> **GOAL**:
Please recast the entries below as a numbered list, running from the line that contains "Question. Point out every instance of the navy" through the end of the entries, both ends included. Leave out blank lines.

> **DATA ENTRIES**:

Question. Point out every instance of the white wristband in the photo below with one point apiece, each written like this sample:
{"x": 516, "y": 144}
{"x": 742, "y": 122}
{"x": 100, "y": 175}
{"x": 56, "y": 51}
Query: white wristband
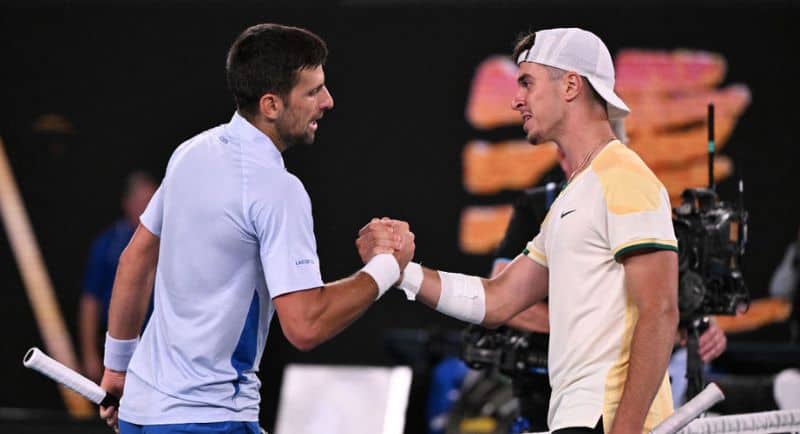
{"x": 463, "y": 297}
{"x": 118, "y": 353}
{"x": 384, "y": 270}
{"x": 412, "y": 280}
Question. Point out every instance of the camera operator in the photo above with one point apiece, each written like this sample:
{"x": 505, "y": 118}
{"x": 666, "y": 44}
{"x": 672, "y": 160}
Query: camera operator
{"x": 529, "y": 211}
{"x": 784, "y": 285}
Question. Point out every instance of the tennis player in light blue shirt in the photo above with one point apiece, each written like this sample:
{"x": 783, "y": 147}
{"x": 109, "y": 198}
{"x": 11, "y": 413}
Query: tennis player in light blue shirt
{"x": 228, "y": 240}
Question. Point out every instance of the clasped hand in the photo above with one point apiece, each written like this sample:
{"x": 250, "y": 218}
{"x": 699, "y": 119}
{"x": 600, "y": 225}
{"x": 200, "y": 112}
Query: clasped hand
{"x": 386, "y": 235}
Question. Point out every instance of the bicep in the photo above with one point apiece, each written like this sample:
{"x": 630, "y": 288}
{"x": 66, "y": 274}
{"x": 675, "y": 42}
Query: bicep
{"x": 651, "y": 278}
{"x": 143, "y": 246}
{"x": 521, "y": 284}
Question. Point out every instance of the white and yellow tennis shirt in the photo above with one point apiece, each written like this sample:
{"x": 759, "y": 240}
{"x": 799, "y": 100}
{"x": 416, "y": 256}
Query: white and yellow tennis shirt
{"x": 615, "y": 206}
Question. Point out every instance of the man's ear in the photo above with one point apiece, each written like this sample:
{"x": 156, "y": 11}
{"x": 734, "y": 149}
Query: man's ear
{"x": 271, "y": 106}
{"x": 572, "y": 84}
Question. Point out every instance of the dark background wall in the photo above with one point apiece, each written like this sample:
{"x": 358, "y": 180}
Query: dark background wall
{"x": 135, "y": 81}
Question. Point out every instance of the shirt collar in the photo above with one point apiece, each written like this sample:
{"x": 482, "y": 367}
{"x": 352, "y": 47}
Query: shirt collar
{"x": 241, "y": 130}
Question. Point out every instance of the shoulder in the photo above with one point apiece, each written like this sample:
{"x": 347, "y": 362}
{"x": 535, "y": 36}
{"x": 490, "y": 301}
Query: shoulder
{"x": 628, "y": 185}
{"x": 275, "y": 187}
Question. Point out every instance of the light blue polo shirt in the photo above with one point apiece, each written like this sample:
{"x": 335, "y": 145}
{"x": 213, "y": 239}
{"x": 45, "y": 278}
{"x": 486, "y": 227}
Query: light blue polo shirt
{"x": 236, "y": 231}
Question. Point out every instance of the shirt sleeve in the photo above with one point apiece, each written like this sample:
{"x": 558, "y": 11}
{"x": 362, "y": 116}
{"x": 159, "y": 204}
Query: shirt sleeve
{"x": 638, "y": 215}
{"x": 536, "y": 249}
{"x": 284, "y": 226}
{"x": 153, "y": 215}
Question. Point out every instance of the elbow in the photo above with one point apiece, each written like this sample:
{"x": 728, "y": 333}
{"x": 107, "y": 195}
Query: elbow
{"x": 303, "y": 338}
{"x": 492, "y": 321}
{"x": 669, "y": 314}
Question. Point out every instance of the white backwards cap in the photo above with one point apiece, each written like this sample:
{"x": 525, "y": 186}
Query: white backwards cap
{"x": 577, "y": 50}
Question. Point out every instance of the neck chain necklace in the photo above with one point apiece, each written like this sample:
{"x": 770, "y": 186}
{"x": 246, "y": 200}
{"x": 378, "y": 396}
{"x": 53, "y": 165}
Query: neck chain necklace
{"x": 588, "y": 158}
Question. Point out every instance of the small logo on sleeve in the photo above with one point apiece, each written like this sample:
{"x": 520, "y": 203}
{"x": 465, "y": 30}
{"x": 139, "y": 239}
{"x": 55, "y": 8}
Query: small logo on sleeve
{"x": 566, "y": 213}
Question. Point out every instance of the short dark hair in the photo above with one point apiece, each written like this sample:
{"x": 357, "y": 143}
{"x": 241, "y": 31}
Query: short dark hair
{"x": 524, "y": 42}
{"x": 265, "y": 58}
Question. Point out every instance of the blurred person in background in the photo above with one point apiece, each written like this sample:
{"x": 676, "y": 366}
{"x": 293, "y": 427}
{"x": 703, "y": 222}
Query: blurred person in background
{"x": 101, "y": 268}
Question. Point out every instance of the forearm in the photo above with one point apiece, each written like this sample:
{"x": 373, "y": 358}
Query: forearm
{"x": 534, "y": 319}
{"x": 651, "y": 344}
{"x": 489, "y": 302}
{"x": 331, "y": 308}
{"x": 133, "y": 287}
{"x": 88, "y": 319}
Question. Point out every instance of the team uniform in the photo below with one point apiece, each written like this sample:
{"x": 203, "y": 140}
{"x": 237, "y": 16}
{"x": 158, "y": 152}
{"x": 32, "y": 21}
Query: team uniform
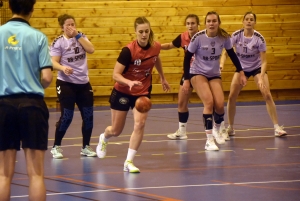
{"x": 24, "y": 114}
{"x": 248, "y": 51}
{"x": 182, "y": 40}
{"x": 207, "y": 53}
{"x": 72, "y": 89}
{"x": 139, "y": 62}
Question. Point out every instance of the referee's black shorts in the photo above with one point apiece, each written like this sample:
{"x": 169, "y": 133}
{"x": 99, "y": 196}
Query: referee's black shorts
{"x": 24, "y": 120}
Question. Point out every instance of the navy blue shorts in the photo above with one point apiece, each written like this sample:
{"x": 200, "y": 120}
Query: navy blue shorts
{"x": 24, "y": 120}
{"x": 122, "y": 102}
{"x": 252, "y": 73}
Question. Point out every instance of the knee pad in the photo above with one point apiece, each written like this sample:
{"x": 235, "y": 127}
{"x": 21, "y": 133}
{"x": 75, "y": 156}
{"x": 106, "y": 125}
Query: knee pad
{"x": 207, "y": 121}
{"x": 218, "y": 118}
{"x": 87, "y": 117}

> **EXERCISE OUTPUT**:
1. Question. Point out every instance of the navy blue shorts in the photo above with one point apiece, each written like this sample:
2. {"x": 200, "y": 120}
3. Query: navy blue shorts
4. {"x": 24, "y": 120}
5. {"x": 122, "y": 102}
6. {"x": 252, "y": 73}
7. Question. Point out every instance of the knee pad in the photo above with one point apiece, each written like this sample:
8. {"x": 235, "y": 127}
9. {"x": 21, "y": 133}
10. {"x": 75, "y": 156}
11. {"x": 106, "y": 125}
12. Query: knee pad
13. {"x": 207, "y": 121}
14. {"x": 218, "y": 118}
15. {"x": 87, "y": 117}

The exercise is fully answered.